TASK TO COMPLETE:
Update the stretch from the line containing "target: green shrub" through the end of the records, replacing "concrete wall" with "plaster wall" and leaving everything else unchanged. Give back only those lines.

SUPPLIED MATERIAL:
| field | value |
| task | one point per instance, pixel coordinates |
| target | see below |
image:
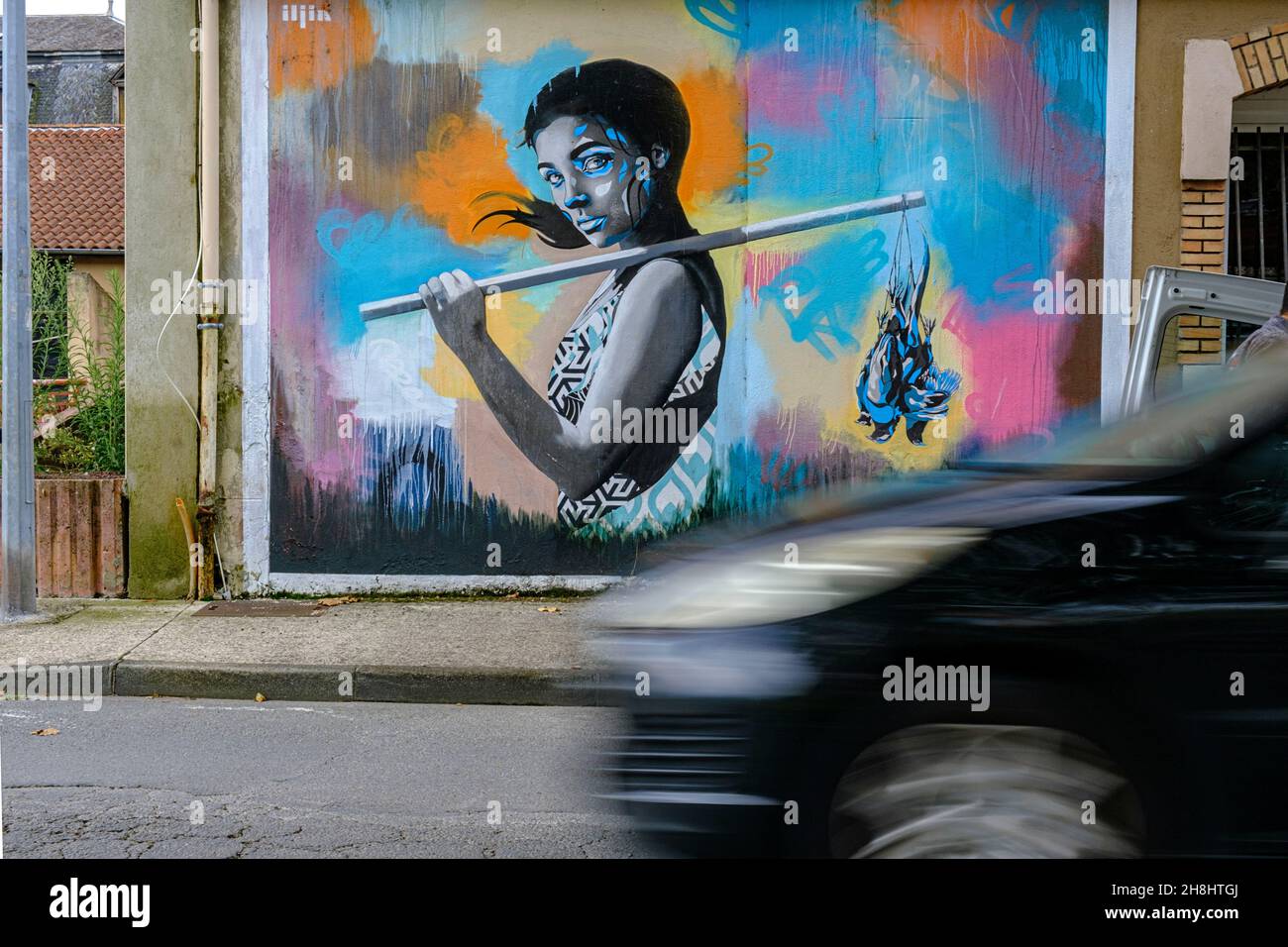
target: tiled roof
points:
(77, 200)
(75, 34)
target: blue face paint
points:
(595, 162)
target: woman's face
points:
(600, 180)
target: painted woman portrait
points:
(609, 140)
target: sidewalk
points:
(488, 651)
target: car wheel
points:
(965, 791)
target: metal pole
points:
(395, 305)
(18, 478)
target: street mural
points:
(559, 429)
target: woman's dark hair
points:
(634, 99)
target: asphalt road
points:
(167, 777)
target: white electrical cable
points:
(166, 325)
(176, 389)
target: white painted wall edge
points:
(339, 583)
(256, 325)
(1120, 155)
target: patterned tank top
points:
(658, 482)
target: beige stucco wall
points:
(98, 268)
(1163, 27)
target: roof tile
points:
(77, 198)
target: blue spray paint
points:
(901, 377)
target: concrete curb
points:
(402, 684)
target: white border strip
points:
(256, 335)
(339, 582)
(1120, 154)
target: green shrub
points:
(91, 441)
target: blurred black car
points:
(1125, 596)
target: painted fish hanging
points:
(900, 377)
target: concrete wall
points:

WORKED SOLUTION:
target: green shrub
points:
(91, 441)
target: blurred black car
points:
(1125, 596)
target: painted fish hanging
points:
(900, 377)
target: plaster wall
points:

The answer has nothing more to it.